■ Task item A
In the article about Beth Nguyen's memoir, how old was Nguyen when her family fled Saigon?
■ Task item B
Please translate this sentence from the article about Beth Nguyen's memoir into Spanish: "Memoir is not a tell-all; it’s a careful reflection on the past."
■ Task item C
Write the next few paragraphs of the article about Beth Nguyen's memoir, picking up after its final sentence.

■ Text for analysis
━━━━━━━━━━

Nguyen does not meet her mother in a Hollywood-esque reunion of sobbing and hugs that heal all the wounds of the past. It is ordinary, in the most relatable of ways.
Nguyen’s book is a reflection
Towards the end of the Vietnam War in 1975, when Beth Nguyen was eight months old, she and her father, sister, grandmother and uncles fled Saigon for America. Her mother stayed or was left behind—which it is remains unclear.
“Owner of a Lonely Heart” recounts the handful of visits between mother and daughter that took place over twenty-six years. It is a work that has percolated in Nguyen’s consciousness, a story waiting to be unknotted through words to whatever degree is possible without hearing both sides of the story. Her book is multilayered, questioning not only her own memories but the role of memoir.
“I had a lot of these realizations when I was writing,” she says. “A significant process I went through was thinking of the purpose of writing non-fiction, and the genre of memoir has changed a lot over the last twenty years. The dominant mode two decades ago was confession, rather than what it is now: reflection. Memoir is not a tell-all; it’s a careful reflection on the past.”

━━━━━━━━━━

■ Source material
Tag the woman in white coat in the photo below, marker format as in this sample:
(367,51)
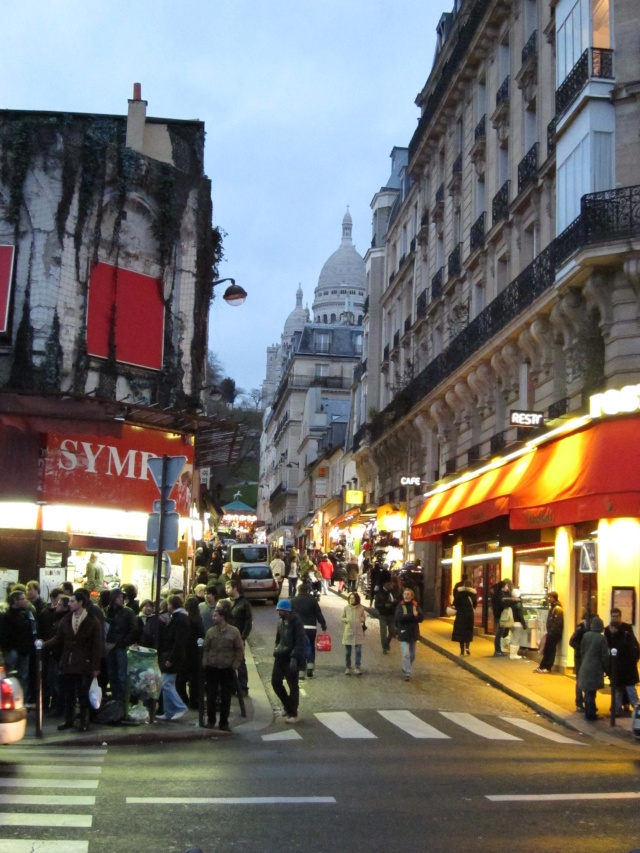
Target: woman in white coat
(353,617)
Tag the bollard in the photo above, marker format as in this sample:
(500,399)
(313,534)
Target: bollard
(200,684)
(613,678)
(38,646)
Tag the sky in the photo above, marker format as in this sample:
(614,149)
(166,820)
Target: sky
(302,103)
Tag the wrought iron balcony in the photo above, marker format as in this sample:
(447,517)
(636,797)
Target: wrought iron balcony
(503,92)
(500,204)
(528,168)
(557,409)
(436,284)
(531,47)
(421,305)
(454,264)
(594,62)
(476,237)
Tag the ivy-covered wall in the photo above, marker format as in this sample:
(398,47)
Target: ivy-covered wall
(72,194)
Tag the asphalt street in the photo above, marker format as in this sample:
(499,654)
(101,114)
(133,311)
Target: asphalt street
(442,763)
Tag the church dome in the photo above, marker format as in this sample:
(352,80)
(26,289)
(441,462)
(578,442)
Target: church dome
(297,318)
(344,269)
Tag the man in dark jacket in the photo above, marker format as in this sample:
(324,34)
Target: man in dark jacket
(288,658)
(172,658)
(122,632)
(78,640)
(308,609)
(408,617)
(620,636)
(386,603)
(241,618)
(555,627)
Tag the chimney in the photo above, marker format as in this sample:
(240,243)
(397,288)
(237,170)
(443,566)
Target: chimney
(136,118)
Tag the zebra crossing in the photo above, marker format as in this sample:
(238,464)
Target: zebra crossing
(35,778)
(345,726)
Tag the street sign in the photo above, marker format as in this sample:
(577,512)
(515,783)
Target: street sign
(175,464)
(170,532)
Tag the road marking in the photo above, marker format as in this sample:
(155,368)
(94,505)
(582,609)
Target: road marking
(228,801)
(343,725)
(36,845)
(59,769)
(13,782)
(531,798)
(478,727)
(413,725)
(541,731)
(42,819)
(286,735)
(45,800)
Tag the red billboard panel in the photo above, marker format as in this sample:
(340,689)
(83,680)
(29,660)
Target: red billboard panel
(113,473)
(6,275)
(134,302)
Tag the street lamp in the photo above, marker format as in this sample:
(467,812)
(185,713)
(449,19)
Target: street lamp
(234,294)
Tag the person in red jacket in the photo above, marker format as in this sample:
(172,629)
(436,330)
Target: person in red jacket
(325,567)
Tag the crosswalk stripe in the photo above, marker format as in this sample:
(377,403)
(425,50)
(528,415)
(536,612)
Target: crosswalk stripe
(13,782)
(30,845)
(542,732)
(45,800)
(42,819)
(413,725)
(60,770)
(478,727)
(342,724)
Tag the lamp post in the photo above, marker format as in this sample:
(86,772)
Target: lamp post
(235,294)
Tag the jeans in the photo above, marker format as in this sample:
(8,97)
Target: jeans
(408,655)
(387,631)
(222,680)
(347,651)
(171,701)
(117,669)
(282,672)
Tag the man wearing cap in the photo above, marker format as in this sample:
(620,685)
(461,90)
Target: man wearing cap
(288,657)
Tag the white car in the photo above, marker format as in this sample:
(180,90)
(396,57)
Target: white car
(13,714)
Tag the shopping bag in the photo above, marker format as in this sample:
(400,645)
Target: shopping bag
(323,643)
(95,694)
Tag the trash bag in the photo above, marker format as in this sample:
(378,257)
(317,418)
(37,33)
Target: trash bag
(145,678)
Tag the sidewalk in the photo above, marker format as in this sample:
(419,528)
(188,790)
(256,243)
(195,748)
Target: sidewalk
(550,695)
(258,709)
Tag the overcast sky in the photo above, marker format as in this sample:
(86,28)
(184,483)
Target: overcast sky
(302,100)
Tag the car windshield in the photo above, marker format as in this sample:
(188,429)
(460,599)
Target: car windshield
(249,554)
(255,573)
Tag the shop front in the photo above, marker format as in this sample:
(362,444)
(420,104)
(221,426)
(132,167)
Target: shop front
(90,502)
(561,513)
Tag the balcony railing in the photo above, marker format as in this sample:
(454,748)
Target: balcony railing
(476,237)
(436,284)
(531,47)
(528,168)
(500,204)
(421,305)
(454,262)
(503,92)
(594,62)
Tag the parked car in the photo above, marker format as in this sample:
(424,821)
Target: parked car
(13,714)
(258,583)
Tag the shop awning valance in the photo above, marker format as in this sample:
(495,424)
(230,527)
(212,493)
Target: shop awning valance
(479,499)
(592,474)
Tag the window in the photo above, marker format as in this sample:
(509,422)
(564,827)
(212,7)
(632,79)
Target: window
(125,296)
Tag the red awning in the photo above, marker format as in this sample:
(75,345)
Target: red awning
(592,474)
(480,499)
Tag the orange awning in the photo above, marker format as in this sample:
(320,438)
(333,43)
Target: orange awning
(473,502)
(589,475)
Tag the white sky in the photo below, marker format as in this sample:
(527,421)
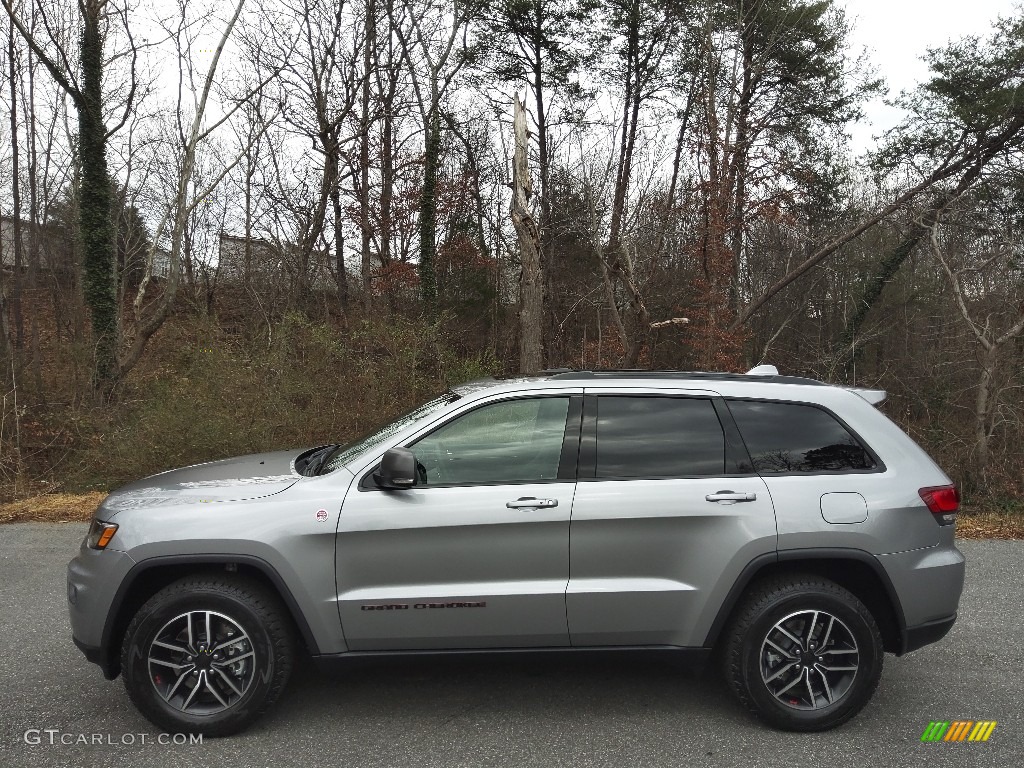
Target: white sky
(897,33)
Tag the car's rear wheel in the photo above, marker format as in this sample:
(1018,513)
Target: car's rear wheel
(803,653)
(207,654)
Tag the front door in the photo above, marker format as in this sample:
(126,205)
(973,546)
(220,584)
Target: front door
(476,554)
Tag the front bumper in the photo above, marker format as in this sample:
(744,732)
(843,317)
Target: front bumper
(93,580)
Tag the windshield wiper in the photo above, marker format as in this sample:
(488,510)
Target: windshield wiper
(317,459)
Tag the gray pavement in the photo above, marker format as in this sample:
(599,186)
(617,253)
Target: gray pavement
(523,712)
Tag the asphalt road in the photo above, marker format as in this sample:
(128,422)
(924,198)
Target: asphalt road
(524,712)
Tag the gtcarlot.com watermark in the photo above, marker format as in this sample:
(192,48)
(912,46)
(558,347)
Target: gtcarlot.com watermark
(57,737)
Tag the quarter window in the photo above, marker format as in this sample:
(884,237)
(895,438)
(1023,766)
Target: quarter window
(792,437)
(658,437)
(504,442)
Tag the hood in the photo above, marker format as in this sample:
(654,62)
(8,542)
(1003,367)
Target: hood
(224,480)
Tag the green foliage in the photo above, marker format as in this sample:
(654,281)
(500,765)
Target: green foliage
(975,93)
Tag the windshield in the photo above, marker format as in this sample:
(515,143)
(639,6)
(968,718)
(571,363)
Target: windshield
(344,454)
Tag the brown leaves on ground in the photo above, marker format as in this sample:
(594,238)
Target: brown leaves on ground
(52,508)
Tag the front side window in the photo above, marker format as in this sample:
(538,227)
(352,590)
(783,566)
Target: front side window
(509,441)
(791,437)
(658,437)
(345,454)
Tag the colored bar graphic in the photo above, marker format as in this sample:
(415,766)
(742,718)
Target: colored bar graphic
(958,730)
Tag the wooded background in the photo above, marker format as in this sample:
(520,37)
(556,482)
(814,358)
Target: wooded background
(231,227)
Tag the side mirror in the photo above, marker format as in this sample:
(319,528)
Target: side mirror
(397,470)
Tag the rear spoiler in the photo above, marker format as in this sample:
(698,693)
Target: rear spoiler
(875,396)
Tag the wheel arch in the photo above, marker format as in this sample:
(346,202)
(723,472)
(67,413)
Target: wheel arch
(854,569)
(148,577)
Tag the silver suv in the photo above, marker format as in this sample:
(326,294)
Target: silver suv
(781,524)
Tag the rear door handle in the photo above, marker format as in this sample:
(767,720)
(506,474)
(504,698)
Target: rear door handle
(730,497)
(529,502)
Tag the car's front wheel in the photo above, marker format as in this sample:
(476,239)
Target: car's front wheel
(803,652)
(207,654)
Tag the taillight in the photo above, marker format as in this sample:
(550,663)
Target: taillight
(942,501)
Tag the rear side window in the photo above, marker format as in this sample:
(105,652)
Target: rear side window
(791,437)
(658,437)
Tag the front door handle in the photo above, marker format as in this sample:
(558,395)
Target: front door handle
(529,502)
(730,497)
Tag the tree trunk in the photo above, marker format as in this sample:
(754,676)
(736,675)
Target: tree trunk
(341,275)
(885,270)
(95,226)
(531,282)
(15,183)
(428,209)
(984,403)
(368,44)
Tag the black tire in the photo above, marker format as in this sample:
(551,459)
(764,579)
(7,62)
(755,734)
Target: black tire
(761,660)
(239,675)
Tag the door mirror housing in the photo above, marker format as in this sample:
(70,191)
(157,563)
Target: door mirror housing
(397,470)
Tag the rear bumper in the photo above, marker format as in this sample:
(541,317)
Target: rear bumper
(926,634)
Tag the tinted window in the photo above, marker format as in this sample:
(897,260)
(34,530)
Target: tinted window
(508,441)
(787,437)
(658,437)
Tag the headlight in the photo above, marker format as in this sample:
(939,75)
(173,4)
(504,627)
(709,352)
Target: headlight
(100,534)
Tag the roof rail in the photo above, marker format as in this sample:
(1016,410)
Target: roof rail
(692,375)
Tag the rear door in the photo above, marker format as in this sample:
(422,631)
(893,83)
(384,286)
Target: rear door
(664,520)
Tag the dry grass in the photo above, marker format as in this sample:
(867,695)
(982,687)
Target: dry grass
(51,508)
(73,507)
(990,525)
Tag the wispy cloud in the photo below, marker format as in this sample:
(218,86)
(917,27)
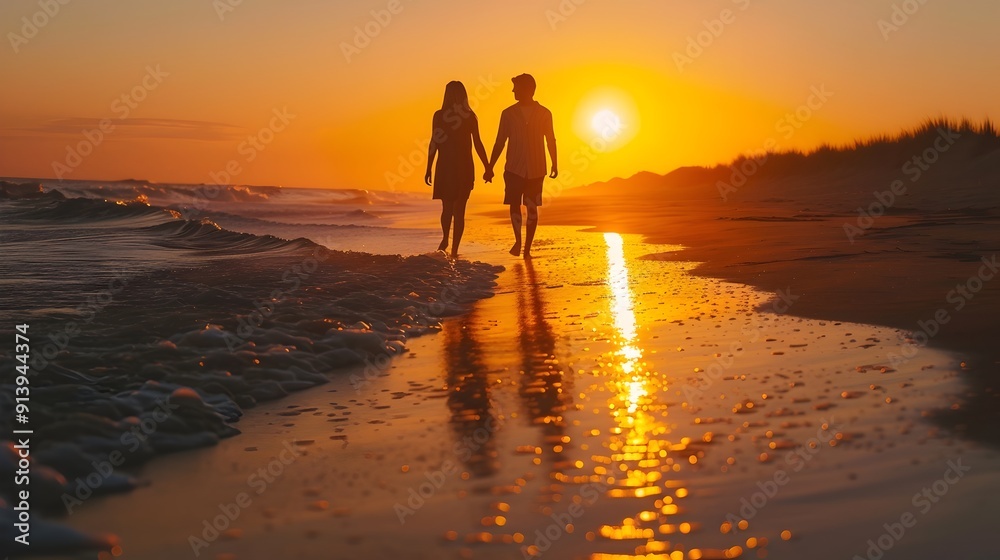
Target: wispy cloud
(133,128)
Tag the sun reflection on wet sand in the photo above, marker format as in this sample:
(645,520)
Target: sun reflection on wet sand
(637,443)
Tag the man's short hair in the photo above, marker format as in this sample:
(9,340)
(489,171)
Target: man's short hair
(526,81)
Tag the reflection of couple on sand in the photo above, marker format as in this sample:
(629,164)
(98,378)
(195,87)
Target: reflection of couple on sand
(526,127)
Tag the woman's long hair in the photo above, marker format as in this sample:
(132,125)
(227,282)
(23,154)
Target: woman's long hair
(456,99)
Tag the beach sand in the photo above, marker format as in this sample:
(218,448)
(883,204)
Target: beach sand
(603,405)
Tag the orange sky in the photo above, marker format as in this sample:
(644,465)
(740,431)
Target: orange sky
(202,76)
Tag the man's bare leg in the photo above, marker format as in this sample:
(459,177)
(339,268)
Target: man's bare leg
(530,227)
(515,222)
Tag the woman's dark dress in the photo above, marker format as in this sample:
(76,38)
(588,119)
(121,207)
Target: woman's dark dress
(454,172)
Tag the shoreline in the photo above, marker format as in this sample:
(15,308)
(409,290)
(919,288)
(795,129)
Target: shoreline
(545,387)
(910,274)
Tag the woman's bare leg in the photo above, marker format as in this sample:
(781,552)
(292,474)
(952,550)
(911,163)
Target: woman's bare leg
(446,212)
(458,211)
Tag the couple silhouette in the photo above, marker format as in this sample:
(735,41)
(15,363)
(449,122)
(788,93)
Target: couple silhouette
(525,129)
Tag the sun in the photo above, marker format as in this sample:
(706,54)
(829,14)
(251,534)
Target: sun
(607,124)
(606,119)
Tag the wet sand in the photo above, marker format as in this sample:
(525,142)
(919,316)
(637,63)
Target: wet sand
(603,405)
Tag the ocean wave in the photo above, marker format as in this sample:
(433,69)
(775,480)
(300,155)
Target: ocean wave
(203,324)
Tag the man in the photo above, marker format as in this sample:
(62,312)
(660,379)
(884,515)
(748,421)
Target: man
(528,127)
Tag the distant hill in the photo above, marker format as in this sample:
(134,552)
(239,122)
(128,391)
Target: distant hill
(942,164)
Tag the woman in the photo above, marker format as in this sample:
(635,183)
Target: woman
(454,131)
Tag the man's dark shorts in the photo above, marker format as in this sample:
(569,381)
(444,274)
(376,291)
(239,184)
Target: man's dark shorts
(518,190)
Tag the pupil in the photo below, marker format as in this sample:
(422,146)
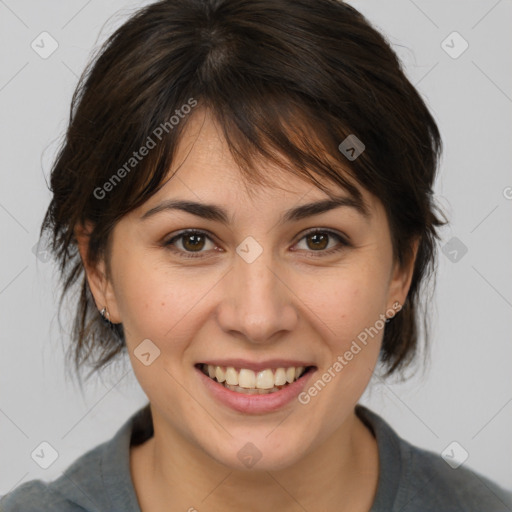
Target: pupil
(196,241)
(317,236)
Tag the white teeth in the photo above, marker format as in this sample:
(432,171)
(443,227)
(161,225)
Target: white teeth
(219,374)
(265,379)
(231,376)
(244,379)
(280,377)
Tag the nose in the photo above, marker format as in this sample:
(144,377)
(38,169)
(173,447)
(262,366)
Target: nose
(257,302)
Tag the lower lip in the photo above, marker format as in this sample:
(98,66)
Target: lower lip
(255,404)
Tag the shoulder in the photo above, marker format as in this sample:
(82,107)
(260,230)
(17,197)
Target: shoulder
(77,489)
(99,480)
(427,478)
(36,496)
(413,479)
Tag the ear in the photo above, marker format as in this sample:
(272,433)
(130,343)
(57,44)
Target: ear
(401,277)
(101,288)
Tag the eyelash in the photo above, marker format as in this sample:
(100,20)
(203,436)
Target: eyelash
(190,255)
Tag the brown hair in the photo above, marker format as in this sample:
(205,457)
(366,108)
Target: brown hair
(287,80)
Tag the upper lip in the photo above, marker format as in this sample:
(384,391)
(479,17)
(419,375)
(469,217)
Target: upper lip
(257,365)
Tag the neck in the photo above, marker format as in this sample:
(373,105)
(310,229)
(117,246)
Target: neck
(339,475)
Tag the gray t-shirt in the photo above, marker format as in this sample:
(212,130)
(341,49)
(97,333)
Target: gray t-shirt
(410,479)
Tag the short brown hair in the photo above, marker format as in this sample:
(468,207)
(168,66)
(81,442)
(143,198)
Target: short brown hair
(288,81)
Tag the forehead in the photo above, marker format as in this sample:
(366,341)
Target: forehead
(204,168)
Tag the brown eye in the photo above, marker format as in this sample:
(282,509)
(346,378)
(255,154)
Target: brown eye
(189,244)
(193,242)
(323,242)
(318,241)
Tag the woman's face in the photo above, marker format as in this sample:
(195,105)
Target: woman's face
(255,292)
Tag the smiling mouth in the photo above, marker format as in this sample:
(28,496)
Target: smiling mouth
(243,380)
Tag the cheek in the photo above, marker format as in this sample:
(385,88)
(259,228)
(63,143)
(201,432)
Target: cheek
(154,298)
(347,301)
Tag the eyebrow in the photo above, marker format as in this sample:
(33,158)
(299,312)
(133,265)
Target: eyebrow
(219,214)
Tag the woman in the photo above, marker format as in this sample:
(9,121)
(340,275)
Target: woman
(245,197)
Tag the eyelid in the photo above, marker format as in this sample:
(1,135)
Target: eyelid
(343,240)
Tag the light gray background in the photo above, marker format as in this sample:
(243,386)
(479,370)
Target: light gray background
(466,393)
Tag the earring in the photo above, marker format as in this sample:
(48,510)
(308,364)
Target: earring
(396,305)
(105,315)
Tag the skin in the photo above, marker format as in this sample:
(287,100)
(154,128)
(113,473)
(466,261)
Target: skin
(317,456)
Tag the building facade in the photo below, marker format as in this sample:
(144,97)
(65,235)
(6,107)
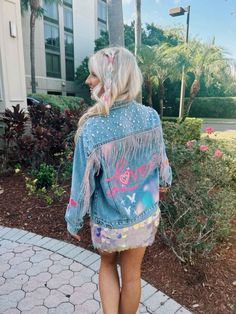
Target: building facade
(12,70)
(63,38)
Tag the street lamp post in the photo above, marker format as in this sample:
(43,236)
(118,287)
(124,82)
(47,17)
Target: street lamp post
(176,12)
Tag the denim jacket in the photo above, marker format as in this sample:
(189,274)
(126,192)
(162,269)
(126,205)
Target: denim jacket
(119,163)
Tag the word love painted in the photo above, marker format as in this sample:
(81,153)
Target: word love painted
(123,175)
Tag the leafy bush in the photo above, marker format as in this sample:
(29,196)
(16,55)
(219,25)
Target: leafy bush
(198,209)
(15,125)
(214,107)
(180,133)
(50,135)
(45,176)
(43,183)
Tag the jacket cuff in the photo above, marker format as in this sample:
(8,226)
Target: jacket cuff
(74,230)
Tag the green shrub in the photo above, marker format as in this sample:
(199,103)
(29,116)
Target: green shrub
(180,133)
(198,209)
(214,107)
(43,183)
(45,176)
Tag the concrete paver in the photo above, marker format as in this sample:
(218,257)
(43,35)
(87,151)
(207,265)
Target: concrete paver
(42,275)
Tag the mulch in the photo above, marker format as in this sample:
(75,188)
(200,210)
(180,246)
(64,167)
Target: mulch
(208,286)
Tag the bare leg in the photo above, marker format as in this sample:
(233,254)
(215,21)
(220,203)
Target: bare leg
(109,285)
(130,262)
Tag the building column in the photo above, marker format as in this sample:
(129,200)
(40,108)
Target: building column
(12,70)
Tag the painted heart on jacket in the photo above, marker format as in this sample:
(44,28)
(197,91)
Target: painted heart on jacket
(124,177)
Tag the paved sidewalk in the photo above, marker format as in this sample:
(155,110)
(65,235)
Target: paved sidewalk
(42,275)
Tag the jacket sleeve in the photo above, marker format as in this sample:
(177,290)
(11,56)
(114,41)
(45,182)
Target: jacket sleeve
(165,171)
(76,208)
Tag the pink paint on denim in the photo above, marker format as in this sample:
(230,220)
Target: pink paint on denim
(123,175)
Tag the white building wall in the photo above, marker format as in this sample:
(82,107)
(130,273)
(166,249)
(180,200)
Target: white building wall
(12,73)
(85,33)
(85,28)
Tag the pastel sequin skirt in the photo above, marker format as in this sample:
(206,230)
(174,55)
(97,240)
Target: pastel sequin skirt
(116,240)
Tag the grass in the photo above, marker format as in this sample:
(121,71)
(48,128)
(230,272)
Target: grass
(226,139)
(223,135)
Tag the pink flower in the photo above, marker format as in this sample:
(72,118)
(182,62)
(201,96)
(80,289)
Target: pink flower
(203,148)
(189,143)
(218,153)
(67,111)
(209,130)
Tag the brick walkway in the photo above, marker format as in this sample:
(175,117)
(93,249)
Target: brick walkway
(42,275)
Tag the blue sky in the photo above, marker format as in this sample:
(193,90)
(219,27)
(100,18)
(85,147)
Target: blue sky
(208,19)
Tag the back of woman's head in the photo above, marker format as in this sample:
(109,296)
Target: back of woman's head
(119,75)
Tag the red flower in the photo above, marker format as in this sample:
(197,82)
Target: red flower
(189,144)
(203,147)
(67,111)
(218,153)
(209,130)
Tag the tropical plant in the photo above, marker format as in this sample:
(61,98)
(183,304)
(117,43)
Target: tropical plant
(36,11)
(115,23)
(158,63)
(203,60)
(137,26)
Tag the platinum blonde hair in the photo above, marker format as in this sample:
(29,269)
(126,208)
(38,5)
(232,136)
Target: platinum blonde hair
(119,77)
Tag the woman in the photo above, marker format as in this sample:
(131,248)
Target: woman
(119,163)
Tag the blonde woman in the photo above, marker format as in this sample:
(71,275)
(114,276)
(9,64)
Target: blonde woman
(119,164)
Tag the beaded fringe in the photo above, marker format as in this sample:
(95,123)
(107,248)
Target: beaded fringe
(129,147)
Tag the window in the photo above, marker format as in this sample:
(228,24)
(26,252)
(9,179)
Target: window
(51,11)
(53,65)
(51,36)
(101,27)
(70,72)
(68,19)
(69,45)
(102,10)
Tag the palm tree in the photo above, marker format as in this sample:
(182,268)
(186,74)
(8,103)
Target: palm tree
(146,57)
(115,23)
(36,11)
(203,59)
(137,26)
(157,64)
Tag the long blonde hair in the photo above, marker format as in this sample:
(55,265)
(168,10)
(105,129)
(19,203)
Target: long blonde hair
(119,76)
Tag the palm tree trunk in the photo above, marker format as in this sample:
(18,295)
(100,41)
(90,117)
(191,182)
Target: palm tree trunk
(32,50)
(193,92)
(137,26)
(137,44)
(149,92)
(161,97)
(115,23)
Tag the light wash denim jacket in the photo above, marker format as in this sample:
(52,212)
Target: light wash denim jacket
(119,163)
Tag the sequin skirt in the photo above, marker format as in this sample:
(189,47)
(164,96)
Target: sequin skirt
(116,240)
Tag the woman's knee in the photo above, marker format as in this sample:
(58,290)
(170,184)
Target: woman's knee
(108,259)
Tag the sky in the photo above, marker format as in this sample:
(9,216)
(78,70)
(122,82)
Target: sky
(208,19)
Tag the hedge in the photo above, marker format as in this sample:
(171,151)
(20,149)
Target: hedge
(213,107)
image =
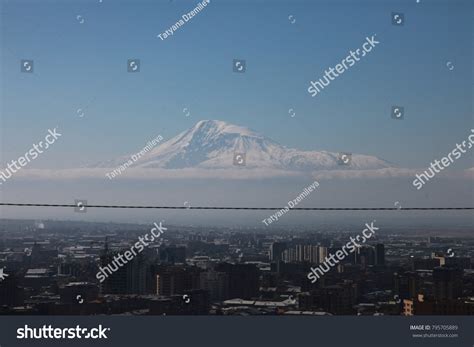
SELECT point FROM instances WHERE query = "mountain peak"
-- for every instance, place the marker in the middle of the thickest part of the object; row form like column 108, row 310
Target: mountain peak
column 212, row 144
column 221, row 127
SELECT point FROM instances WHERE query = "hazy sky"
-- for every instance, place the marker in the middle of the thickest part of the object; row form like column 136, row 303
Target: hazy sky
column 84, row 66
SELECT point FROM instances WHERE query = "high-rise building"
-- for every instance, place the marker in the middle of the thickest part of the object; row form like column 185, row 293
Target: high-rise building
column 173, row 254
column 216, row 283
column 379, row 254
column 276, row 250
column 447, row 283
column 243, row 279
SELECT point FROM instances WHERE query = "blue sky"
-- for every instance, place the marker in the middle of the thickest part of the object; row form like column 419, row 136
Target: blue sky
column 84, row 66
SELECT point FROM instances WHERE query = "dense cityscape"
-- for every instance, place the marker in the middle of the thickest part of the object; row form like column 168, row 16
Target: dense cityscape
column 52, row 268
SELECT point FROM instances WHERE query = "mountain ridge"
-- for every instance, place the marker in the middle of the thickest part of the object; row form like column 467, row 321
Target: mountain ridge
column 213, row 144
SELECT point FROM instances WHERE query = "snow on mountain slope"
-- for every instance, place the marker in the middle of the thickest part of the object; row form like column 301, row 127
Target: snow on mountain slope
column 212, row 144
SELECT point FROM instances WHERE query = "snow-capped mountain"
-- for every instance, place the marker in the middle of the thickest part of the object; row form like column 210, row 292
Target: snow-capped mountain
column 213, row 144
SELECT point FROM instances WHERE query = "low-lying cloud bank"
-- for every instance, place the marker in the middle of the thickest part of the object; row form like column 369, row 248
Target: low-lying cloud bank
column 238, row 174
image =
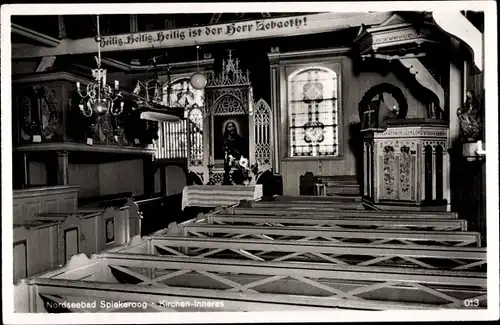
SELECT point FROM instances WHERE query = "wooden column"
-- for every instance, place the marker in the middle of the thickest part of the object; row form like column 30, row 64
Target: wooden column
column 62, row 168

━━━━━━━━━━

■ Answer A
She was eight months old.

■ Answer B
Las memorias no son una confesión total; son una reflexión cuidadosa sobre el pasado.

■ Answer C
The subjectivity of memory, Nguyen continues, is a big part of her book. In writing this story, she had to consider what was hers to say and what was ethical to include.
“I use ‘I think’ or ‘I remember’ or ‘I don’t remember’ to focus on this being just my perspective and what I remember, and how that could be wrong,” she explains. “I want to acknowledge that I’ve changed my mind.”
Everyone has a mother, and that is the unifying element of her story, Nguyen says, adding that she finds it a great comfort to realize that it’s more common than not to have a complicated relationship with the concept of motherhood. We all have mothers in our lives, whether biological or symbolic, and the idea of ‘mother’ is so suffused with expectations and cultural norms of what that person should be. Part of reckoning with the notion of motherhood, for Nguyen, was accepting that what she wanted from her biological mother would remain elusive.
“I had to come to terms with the fact that I was never going to get answers to questions,” she says. “I might ask my mother over and over about the day I was born, and what childbirth was like, and she’s never going to give me an answer.”
Far from a heartwarming, self-help guide that ultimately wraps up the philosophical puzzles of what it is to be a woman, a daughter and a mother, Nguyen’s book offers us possibilities. The one constant she’ll admit to is shame. She has not shaken free of it in the writing of her memoir because it’s just not that easy.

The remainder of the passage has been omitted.